TASK DIRECTIONS: Pictures stay out of the copy. Transcribe exactly the lines from the line with "Target: metal bleacher" through the final line of the records.

DATA:
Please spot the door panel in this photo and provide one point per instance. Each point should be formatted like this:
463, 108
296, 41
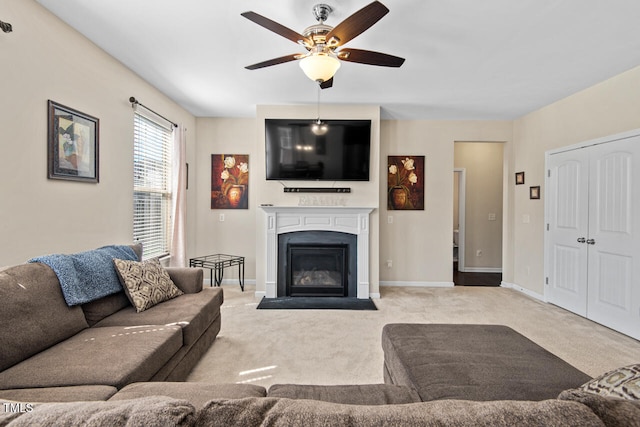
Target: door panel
613, 285
568, 223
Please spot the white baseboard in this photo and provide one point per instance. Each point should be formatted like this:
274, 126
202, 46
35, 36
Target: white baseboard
523, 290
419, 284
226, 282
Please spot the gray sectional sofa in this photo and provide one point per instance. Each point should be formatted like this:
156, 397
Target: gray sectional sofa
91, 350
104, 363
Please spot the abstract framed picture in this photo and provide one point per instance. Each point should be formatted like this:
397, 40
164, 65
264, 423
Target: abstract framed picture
229, 181
534, 192
73, 144
405, 183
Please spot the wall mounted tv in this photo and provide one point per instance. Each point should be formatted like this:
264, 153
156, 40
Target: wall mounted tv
294, 152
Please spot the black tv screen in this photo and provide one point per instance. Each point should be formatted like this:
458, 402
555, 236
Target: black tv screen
294, 152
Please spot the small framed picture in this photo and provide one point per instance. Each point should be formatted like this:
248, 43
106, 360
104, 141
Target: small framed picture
72, 144
534, 192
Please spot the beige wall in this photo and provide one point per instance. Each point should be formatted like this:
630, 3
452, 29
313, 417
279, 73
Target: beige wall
237, 233
610, 107
483, 164
419, 243
45, 59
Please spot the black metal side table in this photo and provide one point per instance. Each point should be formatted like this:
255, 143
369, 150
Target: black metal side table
216, 263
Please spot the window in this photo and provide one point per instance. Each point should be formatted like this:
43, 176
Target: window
151, 185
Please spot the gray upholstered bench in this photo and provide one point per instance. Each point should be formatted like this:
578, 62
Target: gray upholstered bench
473, 362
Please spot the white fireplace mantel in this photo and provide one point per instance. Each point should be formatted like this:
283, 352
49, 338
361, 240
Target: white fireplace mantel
287, 219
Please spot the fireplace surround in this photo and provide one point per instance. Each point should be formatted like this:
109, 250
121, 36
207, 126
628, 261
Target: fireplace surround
354, 221
317, 263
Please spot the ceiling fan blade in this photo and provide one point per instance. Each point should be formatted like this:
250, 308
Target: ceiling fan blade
277, 28
369, 57
357, 23
327, 84
274, 61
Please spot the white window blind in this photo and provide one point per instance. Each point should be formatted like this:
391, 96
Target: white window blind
151, 185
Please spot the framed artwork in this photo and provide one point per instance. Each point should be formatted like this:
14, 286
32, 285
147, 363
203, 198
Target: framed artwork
229, 181
73, 144
405, 182
534, 192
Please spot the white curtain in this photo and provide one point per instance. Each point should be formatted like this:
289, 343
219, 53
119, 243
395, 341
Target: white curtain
179, 190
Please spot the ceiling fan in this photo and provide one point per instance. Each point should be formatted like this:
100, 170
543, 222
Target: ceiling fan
324, 43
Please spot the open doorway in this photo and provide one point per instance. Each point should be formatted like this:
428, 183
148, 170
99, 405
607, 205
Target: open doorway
477, 213
459, 190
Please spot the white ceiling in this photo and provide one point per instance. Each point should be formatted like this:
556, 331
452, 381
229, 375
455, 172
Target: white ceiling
465, 59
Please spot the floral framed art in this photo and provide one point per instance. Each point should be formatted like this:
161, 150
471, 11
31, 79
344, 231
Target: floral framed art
229, 181
405, 183
534, 192
73, 144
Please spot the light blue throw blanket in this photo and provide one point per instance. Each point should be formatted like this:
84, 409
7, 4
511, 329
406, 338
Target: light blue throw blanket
87, 276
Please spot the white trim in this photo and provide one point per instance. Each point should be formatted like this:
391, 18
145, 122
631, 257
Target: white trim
483, 270
419, 284
523, 290
596, 141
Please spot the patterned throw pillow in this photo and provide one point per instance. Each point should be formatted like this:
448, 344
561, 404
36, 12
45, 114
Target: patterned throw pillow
146, 283
622, 382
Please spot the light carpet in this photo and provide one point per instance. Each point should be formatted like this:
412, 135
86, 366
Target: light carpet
266, 347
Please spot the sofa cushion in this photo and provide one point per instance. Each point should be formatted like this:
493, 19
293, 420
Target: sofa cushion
195, 393
613, 411
473, 362
34, 315
366, 394
97, 310
276, 412
146, 283
114, 356
622, 382
59, 394
193, 312
148, 411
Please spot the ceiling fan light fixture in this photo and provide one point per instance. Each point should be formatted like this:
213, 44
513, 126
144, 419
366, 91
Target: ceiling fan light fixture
319, 67
319, 127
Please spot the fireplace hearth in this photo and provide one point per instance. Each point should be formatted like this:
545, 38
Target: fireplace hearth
287, 220
317, 269
317, 263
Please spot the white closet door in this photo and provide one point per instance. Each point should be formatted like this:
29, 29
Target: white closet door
614, 219
568, 201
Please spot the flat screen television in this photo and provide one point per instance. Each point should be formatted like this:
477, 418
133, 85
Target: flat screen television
294, 152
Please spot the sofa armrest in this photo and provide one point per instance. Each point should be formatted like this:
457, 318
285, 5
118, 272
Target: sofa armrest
189, 280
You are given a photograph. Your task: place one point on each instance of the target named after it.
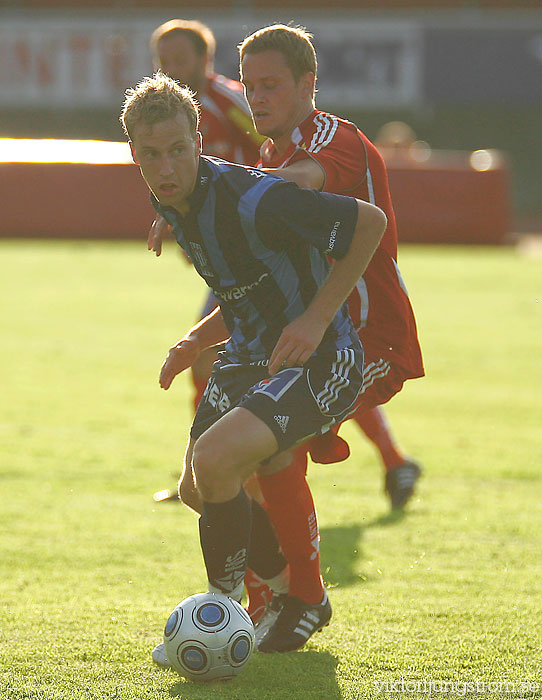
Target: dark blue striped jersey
(260, 243)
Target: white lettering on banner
(55, 60)
(52, 64)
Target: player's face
(168, 156)
(278, 103)
(178, 59)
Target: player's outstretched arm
(210, 331)
(300, 338)
(305, 173)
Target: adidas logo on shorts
(282, 421)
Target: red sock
(258, 595)
(375, 425)
(199, 385)
(291, 509)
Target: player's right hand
(156, 234)
(181, 356)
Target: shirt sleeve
(343, 159)
(287, 214)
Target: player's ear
(132, 151)
(307, 82)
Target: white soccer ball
(209, 636)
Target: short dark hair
(200, 35)
(294, 43)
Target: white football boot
(267, 620)
(159, 656)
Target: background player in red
(319, 150)
(185, 50)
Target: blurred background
(459, 80)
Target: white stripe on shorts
(338, 379)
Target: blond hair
(202, 38)
(294, 43)
(155, 100)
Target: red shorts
(381, 381)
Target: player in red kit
(321, 151)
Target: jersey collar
(268, 152)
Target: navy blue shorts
(296, 403)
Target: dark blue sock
(225, 540)
(265, 557)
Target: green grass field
(91, 567)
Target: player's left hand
(181, 356)
(297, 342)
(156, 235)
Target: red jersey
(226, 125)
(379, 306)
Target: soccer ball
(209, 636)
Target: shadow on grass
(340, 549)
(306, 674)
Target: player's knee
(187, 493)
(207, 464)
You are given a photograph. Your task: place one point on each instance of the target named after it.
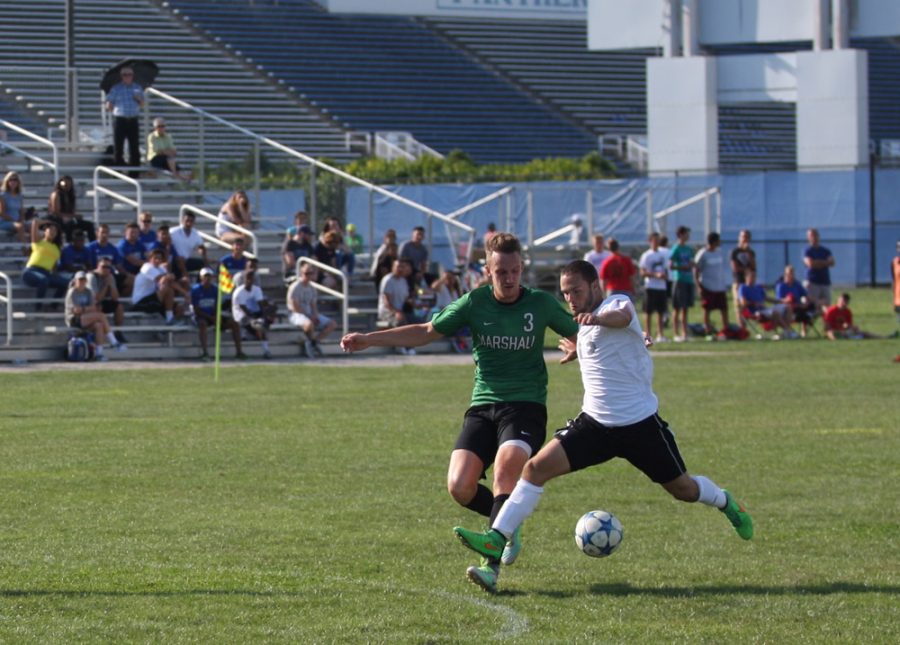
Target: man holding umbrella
(125, 100)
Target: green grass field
(299, 503)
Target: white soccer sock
(518, 507)
(710, 493)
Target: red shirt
(616, 272)
(837, 319)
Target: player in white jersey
(619, 416)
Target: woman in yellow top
(41, 270)
(161, 151)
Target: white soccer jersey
(616, 369)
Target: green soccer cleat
(489, 544)
(485, 575)
(738, 517)
(512, 548)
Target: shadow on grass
(625, 589)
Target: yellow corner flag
(226, 285)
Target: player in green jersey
(507, 419)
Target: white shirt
(616, 369)
(656, 262)
(185, 244)
(145, 281)
(250, 298)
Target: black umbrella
(145, 72)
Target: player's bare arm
(406, 336)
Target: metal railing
(705, 196)
(7, 300)
(136, 203)
(259, 140)
(54, 151)
(343, 295)
(188, 208)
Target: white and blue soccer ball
(598, 533)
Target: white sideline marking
(515, 623)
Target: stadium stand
(381, 73)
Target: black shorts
(487, 427)
(648, 445)
(683, 295)
(655, 301)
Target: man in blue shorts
(619, 416)
(507, 420)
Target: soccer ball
(598, 533)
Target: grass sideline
(295, 503)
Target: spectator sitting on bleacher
(161, 151)
(103, 248)
(790, 292)
(753, 299)
(62, 209)
(295, 247)
(186, 240)
(235, 210)
(153, 288)
(302, 303)
(839, 321)
(384, 257)
(12, 206)
(146, 235)
(41, 269)
(203, 307)
(251, 310)
(102, 283)
(75, 256)
(82, 313)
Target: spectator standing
(12, 206)
(251, 310)
(597, 256)
(654, 264)
(125, 100)
(153, 288)
(299, 245)
(189, 244)
(818, 260)
(102, 248)
(302, 303)
(161, 151)
(711, 272)
(203, 308)
(131, 249)
(146, 235)
(681, 260)
(102, 284)
(617, 273)
(743, 258)
(41, 269)
(62, 208)
(839, 321)
(82, 313)
(235, 210)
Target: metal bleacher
(383, 73)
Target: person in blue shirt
(203, 307)
(818, 260)
(125, 100)
(131, 249)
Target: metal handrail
(343, 295)
(430, 212)
(8, 300)
(136, 203)
(46, 142)
(188, 208)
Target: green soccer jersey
(508, 341)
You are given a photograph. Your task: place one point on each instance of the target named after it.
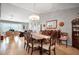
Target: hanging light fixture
(34, 16)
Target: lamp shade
(34, 17)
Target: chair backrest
(16, 33)
(53, 38)
(8, 33)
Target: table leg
(41, 47)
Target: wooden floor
(16, 48)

ANSWER BELOW:
Target: metal bleacher
(383, 73)
Target: person in blue shirt
(203, 307)
(818, 260)
(125, 100)
(131, 249)
Target: metal handrail
(343, 295)
(430, 212)
(8, 300)
(136, 203)
(46, 142)
(188, 208)
Target: green soccer jersey
(508, 341)
You are given a photograph. Your task: place one point on each instance of the target named after it.
Target: hanging light fixture
(34, 16)
Target: lamp shade
(34, 17)
Target: chair backrest
(16, 33)
(53, 38)
(8, 33)
Target: table leg
(41, 47)
Target: wooden floor
(16, 48)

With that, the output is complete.